- _Required work_:
Every line in the entries that holds "below" should be identified and copied.

━━━━━━━━

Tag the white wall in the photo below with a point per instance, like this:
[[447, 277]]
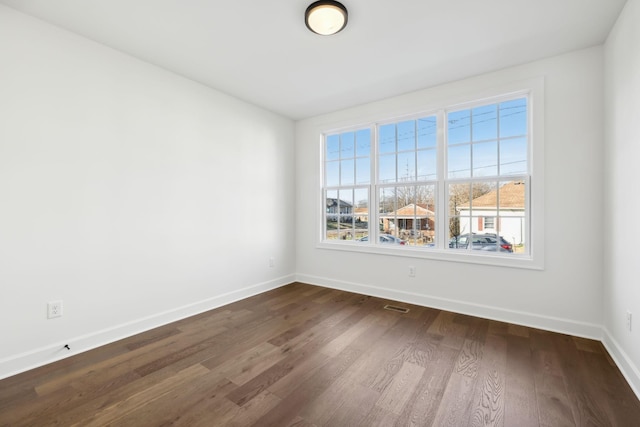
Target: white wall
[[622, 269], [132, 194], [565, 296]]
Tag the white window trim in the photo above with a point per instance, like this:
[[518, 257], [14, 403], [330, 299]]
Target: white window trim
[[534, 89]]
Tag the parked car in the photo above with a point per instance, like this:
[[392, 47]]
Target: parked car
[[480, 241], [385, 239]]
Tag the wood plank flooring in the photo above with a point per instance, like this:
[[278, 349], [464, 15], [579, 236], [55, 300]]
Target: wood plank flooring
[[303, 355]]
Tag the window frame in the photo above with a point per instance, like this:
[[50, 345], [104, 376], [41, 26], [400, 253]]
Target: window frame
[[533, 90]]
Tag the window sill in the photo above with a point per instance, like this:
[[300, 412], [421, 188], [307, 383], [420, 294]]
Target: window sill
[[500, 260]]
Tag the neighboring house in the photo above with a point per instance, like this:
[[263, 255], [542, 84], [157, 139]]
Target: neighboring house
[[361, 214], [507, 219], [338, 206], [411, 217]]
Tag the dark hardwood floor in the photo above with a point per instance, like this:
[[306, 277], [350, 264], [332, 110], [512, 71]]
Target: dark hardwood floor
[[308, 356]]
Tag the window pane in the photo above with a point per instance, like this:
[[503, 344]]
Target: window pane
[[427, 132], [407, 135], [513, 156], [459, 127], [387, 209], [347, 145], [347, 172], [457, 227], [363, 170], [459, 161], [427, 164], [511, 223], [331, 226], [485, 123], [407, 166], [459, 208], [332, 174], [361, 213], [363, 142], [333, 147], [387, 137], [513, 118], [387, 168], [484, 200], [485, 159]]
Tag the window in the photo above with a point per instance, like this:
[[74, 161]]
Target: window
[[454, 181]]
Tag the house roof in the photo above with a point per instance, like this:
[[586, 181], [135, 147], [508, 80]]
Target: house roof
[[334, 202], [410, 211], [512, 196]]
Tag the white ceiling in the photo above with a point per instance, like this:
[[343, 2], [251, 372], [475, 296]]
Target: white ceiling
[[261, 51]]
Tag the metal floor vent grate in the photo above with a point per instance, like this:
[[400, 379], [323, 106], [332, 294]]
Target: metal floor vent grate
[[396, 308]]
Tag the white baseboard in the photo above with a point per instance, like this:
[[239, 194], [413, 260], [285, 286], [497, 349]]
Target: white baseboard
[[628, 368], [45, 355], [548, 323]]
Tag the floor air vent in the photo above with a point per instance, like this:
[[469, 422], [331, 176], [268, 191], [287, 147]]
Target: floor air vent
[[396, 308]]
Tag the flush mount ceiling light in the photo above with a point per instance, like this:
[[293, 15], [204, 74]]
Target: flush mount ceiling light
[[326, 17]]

━━━━━━━━

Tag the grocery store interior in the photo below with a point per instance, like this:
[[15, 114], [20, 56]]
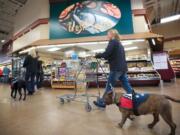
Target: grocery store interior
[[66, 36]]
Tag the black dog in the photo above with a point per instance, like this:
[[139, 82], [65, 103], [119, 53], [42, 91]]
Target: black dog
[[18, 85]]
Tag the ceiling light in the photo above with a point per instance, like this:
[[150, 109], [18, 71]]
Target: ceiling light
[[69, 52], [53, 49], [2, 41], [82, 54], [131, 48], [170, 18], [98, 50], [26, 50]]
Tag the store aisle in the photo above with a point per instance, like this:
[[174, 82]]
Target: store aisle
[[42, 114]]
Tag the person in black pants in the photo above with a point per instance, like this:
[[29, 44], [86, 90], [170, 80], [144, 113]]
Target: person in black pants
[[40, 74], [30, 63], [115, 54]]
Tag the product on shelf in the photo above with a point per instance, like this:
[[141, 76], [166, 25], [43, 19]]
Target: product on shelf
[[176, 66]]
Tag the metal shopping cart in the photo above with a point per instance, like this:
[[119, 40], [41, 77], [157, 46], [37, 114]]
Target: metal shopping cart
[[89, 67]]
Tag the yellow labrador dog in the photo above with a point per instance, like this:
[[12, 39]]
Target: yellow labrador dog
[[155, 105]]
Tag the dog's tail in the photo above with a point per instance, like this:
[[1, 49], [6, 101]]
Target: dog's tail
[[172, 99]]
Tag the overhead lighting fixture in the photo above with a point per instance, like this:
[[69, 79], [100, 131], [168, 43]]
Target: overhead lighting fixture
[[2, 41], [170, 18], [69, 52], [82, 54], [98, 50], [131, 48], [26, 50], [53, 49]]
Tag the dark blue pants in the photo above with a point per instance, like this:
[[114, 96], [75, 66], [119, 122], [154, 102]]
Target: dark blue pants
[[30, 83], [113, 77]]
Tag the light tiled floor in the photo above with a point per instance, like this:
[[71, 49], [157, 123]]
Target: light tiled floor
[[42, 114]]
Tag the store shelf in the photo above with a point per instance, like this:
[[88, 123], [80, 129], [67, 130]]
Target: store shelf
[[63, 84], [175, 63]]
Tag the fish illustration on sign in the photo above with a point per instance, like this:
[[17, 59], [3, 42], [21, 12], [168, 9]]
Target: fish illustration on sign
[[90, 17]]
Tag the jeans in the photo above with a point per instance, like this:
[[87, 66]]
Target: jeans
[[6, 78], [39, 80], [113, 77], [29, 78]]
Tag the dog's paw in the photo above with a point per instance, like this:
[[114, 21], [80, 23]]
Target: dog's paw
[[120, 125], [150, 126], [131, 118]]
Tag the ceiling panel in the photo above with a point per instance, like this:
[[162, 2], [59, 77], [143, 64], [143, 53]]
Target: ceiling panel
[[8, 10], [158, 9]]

━━━━━━━━

- _Answer to this exercise_:
Tag the white wall in the photo below with a point per instance, like this:
Tag the grocery store interior in the photo below with a point per instance, like this:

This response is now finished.